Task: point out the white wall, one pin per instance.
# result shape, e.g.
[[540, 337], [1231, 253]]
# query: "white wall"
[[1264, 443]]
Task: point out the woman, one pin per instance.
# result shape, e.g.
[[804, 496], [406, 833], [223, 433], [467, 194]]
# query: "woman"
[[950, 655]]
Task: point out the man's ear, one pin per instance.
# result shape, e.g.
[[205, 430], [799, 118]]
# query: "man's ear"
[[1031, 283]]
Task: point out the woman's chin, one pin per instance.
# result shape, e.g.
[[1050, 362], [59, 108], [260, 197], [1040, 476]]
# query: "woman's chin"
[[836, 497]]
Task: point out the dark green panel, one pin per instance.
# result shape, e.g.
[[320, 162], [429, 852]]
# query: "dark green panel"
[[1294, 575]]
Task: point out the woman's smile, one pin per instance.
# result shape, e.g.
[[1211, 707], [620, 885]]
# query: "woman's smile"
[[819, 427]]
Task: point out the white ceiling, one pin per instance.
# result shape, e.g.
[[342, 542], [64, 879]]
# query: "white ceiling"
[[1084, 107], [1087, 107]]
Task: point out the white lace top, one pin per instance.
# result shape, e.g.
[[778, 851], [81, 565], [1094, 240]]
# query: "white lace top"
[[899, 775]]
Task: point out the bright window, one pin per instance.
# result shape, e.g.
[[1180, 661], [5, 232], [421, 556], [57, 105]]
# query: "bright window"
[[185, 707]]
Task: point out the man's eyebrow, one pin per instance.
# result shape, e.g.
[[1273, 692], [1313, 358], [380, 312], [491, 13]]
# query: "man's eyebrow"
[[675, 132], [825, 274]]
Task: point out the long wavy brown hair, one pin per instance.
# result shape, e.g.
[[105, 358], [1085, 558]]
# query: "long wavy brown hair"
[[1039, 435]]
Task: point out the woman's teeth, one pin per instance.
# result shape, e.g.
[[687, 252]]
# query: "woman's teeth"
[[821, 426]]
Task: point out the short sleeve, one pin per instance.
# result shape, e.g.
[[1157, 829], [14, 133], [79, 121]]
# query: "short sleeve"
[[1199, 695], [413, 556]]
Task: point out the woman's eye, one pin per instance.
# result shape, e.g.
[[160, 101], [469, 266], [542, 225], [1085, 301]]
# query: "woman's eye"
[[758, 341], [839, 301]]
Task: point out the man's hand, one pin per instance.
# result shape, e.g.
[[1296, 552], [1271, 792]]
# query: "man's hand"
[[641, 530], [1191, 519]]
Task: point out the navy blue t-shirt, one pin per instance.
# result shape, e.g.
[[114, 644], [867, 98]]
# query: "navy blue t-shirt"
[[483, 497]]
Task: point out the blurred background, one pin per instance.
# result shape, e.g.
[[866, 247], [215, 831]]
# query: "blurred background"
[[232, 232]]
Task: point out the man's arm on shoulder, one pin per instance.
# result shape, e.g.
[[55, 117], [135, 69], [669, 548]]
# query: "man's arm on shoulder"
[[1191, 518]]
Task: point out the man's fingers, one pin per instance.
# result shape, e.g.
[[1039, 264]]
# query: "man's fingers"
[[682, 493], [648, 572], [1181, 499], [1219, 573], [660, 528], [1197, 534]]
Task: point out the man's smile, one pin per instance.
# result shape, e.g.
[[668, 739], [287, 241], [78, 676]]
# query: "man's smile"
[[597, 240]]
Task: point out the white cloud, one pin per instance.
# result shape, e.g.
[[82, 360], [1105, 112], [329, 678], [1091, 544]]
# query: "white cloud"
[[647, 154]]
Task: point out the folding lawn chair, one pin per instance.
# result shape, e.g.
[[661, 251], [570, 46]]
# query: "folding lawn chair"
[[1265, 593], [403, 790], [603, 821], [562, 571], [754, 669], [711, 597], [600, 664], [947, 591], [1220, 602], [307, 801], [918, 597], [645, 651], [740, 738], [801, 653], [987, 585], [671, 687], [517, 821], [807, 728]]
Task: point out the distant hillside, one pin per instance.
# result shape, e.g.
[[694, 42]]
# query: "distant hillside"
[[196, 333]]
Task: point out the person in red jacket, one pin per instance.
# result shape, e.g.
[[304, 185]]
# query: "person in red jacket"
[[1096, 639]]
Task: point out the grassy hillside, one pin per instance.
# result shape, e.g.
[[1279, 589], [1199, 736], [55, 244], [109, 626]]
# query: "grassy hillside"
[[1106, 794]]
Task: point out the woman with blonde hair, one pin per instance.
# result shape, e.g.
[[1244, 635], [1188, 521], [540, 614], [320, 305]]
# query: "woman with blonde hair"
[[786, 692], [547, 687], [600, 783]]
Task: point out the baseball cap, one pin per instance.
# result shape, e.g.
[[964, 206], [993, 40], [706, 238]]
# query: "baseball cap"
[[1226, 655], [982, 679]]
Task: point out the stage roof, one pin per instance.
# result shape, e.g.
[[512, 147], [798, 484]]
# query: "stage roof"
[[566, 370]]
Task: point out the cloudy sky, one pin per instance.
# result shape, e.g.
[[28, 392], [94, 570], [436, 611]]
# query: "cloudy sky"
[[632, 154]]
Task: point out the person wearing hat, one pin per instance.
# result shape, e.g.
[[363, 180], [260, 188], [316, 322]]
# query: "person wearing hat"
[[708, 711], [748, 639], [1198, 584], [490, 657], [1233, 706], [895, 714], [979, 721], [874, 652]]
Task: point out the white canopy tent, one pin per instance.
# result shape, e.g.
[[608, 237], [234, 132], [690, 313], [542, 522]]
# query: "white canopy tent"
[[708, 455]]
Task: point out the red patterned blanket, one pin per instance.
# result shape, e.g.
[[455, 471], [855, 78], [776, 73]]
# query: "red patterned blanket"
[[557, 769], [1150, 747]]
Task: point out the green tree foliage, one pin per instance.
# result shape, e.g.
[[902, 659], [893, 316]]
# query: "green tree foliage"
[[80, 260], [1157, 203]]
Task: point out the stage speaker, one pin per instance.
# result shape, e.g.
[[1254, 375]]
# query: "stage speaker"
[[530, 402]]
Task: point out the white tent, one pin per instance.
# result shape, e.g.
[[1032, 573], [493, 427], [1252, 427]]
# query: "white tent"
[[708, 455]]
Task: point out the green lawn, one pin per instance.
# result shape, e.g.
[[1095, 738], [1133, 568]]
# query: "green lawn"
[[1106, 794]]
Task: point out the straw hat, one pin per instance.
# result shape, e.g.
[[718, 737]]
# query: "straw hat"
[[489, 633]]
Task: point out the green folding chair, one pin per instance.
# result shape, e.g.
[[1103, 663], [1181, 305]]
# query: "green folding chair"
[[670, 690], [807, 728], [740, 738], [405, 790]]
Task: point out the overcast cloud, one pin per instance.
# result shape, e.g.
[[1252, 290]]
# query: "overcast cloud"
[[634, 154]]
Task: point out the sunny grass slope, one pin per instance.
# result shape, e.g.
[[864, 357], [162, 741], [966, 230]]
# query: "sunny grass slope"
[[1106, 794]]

++++++++

Your goal: Each line of the listing should be copied exactly.

Correct response:
Task: point out the white wall, one pin per instance.
# result shape, e.g.
[[540, 337], [1231, 253]]
# query: "white wall"
[[1264, 443]]
Task: point out the woman, one pin per instance.
# result shape, e.g.
[[804, 496], [406, 833], [223, 433], [467, 194]]
# query: "woman"
[[950, 655]]
Task: point out the man's ear, one pin per instance.
# result shape, e.g.
[[205, 430], [799, 118]]
# query: "man's ear"
[[1031, 283]]
Task: point out the woman's chin, one pin per instance.
# result shape, e.g.
[[1050, 362], [59, 108], [260, 197], [1040, 476]]
# query: "woman's chin"
[[836, 497]]
Task: point out the dark green panel, one pin per instance.
# result shape, e.g.
[[320, 162], [429, 852]]
# query: "dark green panel"
[[1294, 575]]
Task: point out the woman's smile, one pin per instance.
# result shape, e.g.
[[1211, 707], [620, 885]]
# query: "woman's smile"
[[819, 427]]
Task: point out the white ceiling, one pin per instance.
# result shape, e.g.
[[342, 542], [64, 879]]
# query: "white ceiling"
[[1084, 107], [1087, 107]]
Task: point out the white lace top, one pin per instance.
# result shape, e.g.
[[778, 851], [81, 565], [1094, 240]]
# query: "white lace top"
[[899, 775]]
Task: point out the bright window, one pin per instance.
# result shape, e.g.
[[1180, 661], [5, 232], [421, 556], [57, 105]]
# query: "bright window"
[[185, 707]]
Task: point out the man's eyebrow, one pin per instance.
# result shape, e.g.
[[1273, 692], [1313, 358], [380, 312], [491, 13]]
# query: "man's eyebrow"
[[675, 132], [825, 274]]
Task: point out the long wavy brown hair, one pin per instance.
# result shape, e.g.
[[105, 358], [1085, 558]]
# query: "long wavy brown hair"
[[1039, 435]]
Task: point out the woman's teeth, one pin per instance.
# result shape, e.g.
[[687, 252]]
# query: "woman's teeth"
[[821, 426]]
Task: point out the short sleeve, one pin per instance.
# result shape, e.g.
[[1157, 829], [14, 133], [79, 121]]
# query: "short sleeve"
[[1199, 695], [413, 556]]
Task: point out the woman's eye, one pin per instance.
# result shape, e.g.
[[160, 101], [469, 266], [542, 225], [1085, 301]]
# query: "woman's eye"
[[758, 341], [839, 301]]
Task: point out the man's hand, one pin per instance.
# result shape, e.g.
[[1296, 552], [1271, 792]]
# query: "man's hand"
[[641, 530], [1191, 519]]
Task: point out the navy blue t-shirt, one pin per instance.
# result shape, e.g.
[[114, 644], [867, 98]]
# query: "navy blue t-shirt"
[[483, 497]]
Task: point out the blurred background, one pin per instance.
# result shape, e.g.
[[866, 247], [215, 831]]
# query: "blurred background"
[[232, 232]]
Task: point out the man's arm on shoulder, one pin per instance.
# result shape, e.g.
[[55, 117], [135, 69], [669, 548]]
# query: "man's arm on shoulder"
[[1191, 518]]
Task: point out the man's fingers, one pin per instance.
# result shape, e.g.
[[1039, 264]]
# query: "man's fingers"
[[682, 493], [648, 572], [1181, 499], [1219, 573], [660, 528], [1197, 534]]
Task: point out the man's smile, one pin per instance.
# result shape, e.g.
[[668, 739], [287, 241], [78, 676]]
# query: "man's smile"
[[597, 240]]
Task: point out the white cloud, one pin per instance.
# result shape, e.g.
[[82, 360], [1105, 112], [329, 678], [1091, 544]]
# query: "white cloud"
[[647, 154]]
Task: point out the folding lawn chair, one pin per instance.
# result shape, e.g.
[[661, 251], [570, 46]]
# query: "folding lawn chair"
[[1265, 593], [403, 790], [603, 821], [562, 571], [754, 669], [711, 597], [600, 664], [947, 591], [1220, 602], [307, 801], [918, 597], [645, 651], [740, 738], [801, 653], [987, 585], [671, 687], [517, 821], [807, 728]]
Task: point out the distant hillside, one pin per instance.
# result shape, e.g.
[[694, 42]]
# query: "distant hillside"
[[196, 333]]
Task: point out the person in red jacket, one pin per instance.
# result shape, e.g.
[[304, 185]]
# query: "person in red jacket"
[[1096, 639]]
Task: point out the grassy hillside, one pin per instance.
# result shape, e.g.
[[1279, 589], [1199, 736], [55, 244], [109, 626]]
# query: "grassy hillside"
[[1106, 794]]
Task: point out the woman with blonde hair, one pin per instance.
# result shape, e.g.
[[1244, 635], [1188, 521], [540, 614], [320, 305]]
# query: "woman with blonde hair"
[[786, 692], [547, 687], [600, 783]]
Task: point out the baseball cap, one pin per instance.
# result shape, e.g.
[[964, 206], [993, 40], [706, 238]]
# query: "baseball cap"
[[1226, 655], [982, 679]]
Task: point out the stage roof, one pin per instance.
# result shape, e.g.
[[512, 147], [798, 484]]
# query: "stage roof"
[[566, 370]]
Task: point out the cloudy sky, one pin per instance.
# result shape, e.g.
[[28, 392], [94, 570], [436, 611]]
# query: "cloudy sky"
[[632, 154]]
Task: point out the person wearing hat, one pin per instance.
# result shape, e.g.
[[363, 180], [260, 188], [316, 322]]
# query: "person wearing hat"
[[708, 711], [748, 639], [1198, 584], [490, 657], [1233, 706], [895, 714], [979, 721], [874, 652]]
Task: point out the white canopy tent, one pin per instance.
# result shape, e.g.
[[608, 237], [234, 132], [690, 313], [542, 522]]
# query: "white canopy tent"
[[708, 455]]
Task: point out the red patterned blanket, one pin per instance.
# result shape, e.g.
[[455, 471], [855, 78], [776, 73]]
# query: "red patterned blanket"
[[557, 769], [1150, 747]]
Task: point out the green tree foliage, one pin per instance.
# result shape, e.g.
[[902, 659], [893, 316]]
# query: "green tree foliage"
[[80, 260], [1157, 203]]
Task: point out the stage speaker, one pin per instance.
# result shape, e.g.
[[1254, 375]]
# query: "stage speaker"
[[530, 402]]
Task: point out the white tent, one pin per instance.
# result shape, e.g.
[[1032, 573], [493, 427], [1252, 427]]
# query: "white tent"
[[708, 455]]
Task: point out the green lawn, one pin per instance.
# result shape, e.g.
[[1095, 738], [1133, 568]]
# query: "green lawn"
[[1106, 794]]
Task: point out the straw hat, one pin per instance.
# result shape, e.g.
[[718, 737]]
# query: "straw hat"
[[489, 633]]
Task: point out the green folding chair, one pin per instance.
# result shape, e.g.
[[1103, 663], [1181, 305]]
# query: "green folding chair"
[[670, 690], [807, 728], [740, 738], [405, 790]]
Task: point out the overcast cloud, one pin per instance.
# result shape, e.g.
[[1252, 290]]
# query: "overcast cloud"
[[634, 154]]
Task: point out the sunny grass slope, one pin per instance.
# result shape, e.g.
[[864, 357], [162, 741], [966, 230]]
# query: "sunny grass slope"
[[1106, 794]]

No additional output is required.